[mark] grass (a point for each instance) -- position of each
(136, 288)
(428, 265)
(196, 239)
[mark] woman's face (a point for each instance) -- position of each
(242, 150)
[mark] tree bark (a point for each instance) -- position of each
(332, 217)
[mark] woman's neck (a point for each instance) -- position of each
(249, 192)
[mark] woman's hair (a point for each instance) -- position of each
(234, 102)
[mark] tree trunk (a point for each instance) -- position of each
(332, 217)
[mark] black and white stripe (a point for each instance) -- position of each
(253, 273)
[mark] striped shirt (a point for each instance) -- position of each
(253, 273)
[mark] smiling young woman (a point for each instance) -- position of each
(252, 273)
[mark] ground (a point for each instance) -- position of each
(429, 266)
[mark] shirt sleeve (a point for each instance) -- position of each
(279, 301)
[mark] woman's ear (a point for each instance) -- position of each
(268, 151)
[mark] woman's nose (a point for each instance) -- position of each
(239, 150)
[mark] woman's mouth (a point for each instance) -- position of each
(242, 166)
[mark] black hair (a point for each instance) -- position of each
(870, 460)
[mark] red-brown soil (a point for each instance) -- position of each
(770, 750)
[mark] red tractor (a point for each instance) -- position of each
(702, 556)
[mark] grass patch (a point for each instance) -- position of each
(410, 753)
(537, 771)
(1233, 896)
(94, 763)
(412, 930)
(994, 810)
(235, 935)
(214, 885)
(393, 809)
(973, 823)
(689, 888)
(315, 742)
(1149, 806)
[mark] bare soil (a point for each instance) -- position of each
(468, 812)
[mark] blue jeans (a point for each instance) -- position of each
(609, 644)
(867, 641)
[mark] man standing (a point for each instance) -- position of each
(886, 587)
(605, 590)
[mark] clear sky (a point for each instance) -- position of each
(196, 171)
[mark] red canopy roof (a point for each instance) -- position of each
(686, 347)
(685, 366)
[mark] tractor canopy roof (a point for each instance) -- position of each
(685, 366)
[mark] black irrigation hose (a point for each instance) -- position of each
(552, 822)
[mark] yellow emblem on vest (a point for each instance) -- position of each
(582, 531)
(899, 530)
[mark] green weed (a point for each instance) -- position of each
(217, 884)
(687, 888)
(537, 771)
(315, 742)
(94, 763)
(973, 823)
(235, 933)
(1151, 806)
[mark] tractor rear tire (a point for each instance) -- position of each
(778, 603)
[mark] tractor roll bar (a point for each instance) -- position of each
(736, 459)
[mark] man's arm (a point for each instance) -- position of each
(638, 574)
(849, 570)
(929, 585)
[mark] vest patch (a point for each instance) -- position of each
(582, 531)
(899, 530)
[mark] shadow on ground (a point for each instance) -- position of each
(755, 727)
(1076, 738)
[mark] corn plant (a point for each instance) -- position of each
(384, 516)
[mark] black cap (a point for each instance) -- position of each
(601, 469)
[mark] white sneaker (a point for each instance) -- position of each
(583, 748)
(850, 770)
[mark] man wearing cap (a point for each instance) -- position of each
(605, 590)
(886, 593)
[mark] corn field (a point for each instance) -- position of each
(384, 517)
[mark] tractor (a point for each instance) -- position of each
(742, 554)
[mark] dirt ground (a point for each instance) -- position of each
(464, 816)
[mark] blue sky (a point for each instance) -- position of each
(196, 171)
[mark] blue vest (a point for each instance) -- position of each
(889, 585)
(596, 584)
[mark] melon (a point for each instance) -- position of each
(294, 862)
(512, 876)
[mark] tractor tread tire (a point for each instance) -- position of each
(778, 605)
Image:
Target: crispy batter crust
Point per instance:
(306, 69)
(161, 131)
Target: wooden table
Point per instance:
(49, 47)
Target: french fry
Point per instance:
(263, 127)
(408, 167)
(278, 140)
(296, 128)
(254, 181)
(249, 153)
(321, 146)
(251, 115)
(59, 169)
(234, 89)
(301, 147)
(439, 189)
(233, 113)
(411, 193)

● WHAT YOU WILL DO:
The full listing is to be printed again exactly as it stands.

● SOLVED EXERCISE:
[mark] grass (a point for each instance) -- position of each
(136, 288)
(428, 265)
(196, 239)
[mark] woman's face (a point for each instance) -- position of each
(242, 150)
[mark] tree bark (a point for each instance) -- position of each
(332, 217)
[mark] woman's neck (a point for each instance) -- position of each
(249, 192)
[mark] woman's hair (a point for each instance) -- position of each
(234, 102)
[mark] tree trunk (a point for each instance) -- position of each
(332, 217)
[mark] black and white stripe (a point for each instance) -- position of each
(253, 273)
[mark] striped shirt (a point for each instance) -- position of each
(253, 273)
[mark] smiling young woman (a point for each instance) -- position of each
(252, 273)
[mark] ground (a point for each instance) -- position of each
(429, 266)
[mark] shirt sleeve (a point for each instance) -- position of each
(279, 301)
[mark] woman's ear (a point for each instance) -- position of each
(268, 151)
[mark] woman's nose (a point for each instance) -- position of each
(239, 150)
[mark] woman's mouth (a point for each instance) -- position of each
(242, 166)
[mark] black hair (a point for each instance) -- position of each
(870, 460)
[mark] red-brown soil (a point for each instance) -- position of each
(770, 750)
[mark] red tractor (a point for each instance) -- position of each
(702, 556)
[mark] grass patch (a point for each instance) -- position of each
(410, 753)
(537, 771)
(1233, 896)
(94, 763)
(412, 930)
(994, 810)
(235, 935)
(214, 885)
(393, 809)
(973, 823)
(689, 888)
(315, 742)
(1149, 806)
[mark] bare soil (a point for each instance) -- position of each
(468, 812)
[mark] blue jeans (a point for each instance) -- position of each
(609, 644)
(867, 641)
[mark] man standing (a point for each instance) -- position of each
(886, 587)
(605, 590)
[mark] clear sky (a point for each instance) -- position of each
(196, 171)
[mark] red canopy roof (a point for each instance) -- position of each
(686, 347)
(685, 366)
[mark] tractor canopy roof (a point for each instance) -- position of each
(685, 366)
[mark] black irrigation hose (a point for each instance) -- position of each
(552, 822)
[mark] yellow emblem on vest (a point for each instance) -- position of each
(582, 531)
(899, 530)
[mark] green weed (a point for each instance) -- position of each
(217, 884)
(687, 888)
(537, 771)
(315, 742)
(94, 763)
(973, 823)
(235, 933)
(1151, 806)
[mark] tractor rear tire (a point for each instance) -- position of each
(778, 603)
[mark] tractor roll bar (a point for each instance) -- position of each
(736, 459)
[mark] man's arm (a point for each instance) -- position of each
(638, 574)
(849, 570)
(929, 585)
[mark] vest patch (a point for each instance) -- position of each
(582, 531)
(899, 530)
[mark] shadow on ground (a point for each instance) -- position of each
(755, 727)
(1076, 738)
[mark] corn plant (a point for each instance) -- position of each
(384, 516)
[mark] black cap (a point for each instance) -- position of each
(601, 469)
[mark] white sneaker (a point for each instance) -- position of each
(583, 748)
(850, 770)
[mark] man wearing cap (a point for each instance) -- position of each
(605, 590)
(886, 593)
[mark] corn field (a point for each instance) -- position of each
(384, 517)
[mark] tractor (a point for each instance) -- position of each
(742, 554)
[mark] dirt ground (a point for each instance) -- position of each
(464, 816)
[mark] blue sky (a point for each instance) -- position of each
(196, 171)
[mark] blue vest (a point for each instance) -- position of each
(889, 585)
(596, 584)
[mark] melon (a point for each instance) -- position of each
(294, 862)
(512, 876)
[mark] tractor tread tire (a point for each instance) -- position of each
(778, 605)
Image:
Target: crispy batter crust
Point per instance:
(306, 69)
(161, 131)
Target: wooden table
Point per instance:
(49, 47)
Target: french fry
Point per instance:
(263, 127)
(408, 167)
(278, 140)
(296, 128)
(254, 181)
(249, 153)
(321, 146)
(251, 115)
(59, 169)
(234, 89)
(301, 147)
(439, 189)
(233, 113)
(411, 193)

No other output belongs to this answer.